## TASK BRIEF:
Go through the listing and write out all of it exactly.

## EXTRACTED ENTRIES:
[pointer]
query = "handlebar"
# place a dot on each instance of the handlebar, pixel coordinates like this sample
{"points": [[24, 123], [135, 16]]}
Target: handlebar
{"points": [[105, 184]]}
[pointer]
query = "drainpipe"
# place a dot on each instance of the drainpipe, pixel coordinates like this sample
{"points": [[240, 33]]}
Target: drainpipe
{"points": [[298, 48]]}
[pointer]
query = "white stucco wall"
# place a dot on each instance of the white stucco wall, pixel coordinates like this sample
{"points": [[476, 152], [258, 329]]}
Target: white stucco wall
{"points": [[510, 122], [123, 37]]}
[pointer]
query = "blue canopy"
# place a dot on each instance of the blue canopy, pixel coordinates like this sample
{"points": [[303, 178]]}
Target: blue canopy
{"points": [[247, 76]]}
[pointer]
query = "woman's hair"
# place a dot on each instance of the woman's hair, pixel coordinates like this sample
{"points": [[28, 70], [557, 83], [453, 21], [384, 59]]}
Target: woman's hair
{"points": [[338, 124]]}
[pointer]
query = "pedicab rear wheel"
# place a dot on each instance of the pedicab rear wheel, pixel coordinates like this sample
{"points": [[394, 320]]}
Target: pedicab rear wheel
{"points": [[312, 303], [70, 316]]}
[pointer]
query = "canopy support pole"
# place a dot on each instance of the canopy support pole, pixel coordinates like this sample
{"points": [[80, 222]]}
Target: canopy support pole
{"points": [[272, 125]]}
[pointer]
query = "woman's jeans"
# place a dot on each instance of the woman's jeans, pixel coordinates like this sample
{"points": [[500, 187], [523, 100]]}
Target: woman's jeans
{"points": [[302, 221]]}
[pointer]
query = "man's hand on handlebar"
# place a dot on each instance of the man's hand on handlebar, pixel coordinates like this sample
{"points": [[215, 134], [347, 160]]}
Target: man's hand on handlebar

## EXPECTED OUTPUT:
[pointer]
query = "handlebar"
# place a dot on each instance of the handlebar, pixel coordinates like this sample
{"points": [[24, 123], [135, 16]]}
Target: handlebar
{"points": [[105, 184]]}
[pointer]
query = "drainpipe"
# place a dot on each instance of the drainpipe, pixel coordinates like this sample
{"points": [[240, 33]]}
Target: drainpipe
{"points": [[298, 48]]}
[pointer]
query = "white stucco wall"
# place a dot on each instance of the white stucco wall, pixel coordinates like this sample
{"points": [[476, 152], [258, 329]]}
Target: white stucco wall
{"points": [[510, 122], [123, 37]]}
[pointer]
query = "blue canopy"
# place a dot on each instance of the blue canopy, pixel coordinates like this sample
{"points": [[303, 178]]}
Target: blue canopy
{"points": [[247, 76]]}
[pointer]
query = "woman's hair"
# place a dot on each instance of the woman's hair, pixel coordinates like this sample
{"points": [[28, 70], [557, 83], [453, 21], [384, 59]]}
Target: woman's hair
{"points": [[338, 124]]}
[pointer]
query = "pedicab rear wheel"
# place a dot on each instance of the pedicab rear wheel, pixel coordinates like this sample
{"points": [[394, 320]]}
Target: pedicab rear wheel
{"points": [[312, 303], [70, 316]]}
[pointer]
query = "canopy support pole"
# place a dot on each instance of the canopy support pole, pixel coordinates like this sample
{"points": [[80, 222]]}
Target: canopy support pole
{"points": [[272, 125]]}
[pointer]
query = "woman's jeans"
# place a dot on each instance of the woman's jeans, pixel coordinates like this sample
{"points": [[500, 187], [523, 100]]}
Target: woman's jeans
{"points": [[302, 221]]}
[pointer]
query = "man's hand on handlebar"
# place a dot on each instance of the man's hand on handlebar, pixel coordinates like this sample
{"points": [[215, 134], [347, 160]]}
Target: man's hand on handlebar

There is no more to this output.